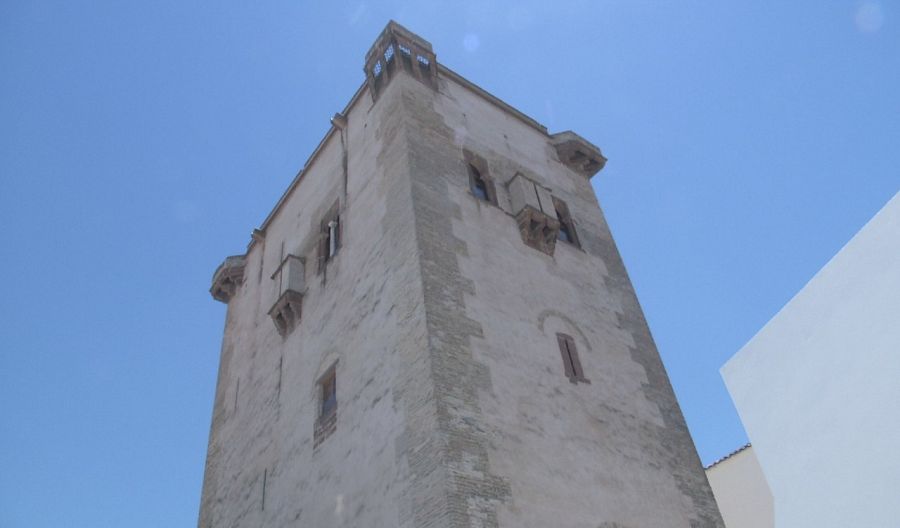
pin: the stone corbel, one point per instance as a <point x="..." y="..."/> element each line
<point x="538" y="230"/>
<point x="287" y="311"/>
<point x="532" y="205"/>
<point x="577" y="153"/>
<point x="228" y="276"/>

----------

▶ [Task to complete]:
Present every line of the listing above as a numbered list, skipping any blank lines and leaving the pictures out.

▶ [Full response]:
1. pin: the stone corbel, one point per instance as a <point x="..." y="..."/> element each line
2. <point x="538" y="230"/>
3. <point x="287" y="311"/>
4. <point x="532" y="205"/>
5. <point x="577" y="153"/>
6. <point x="228" y="276"/>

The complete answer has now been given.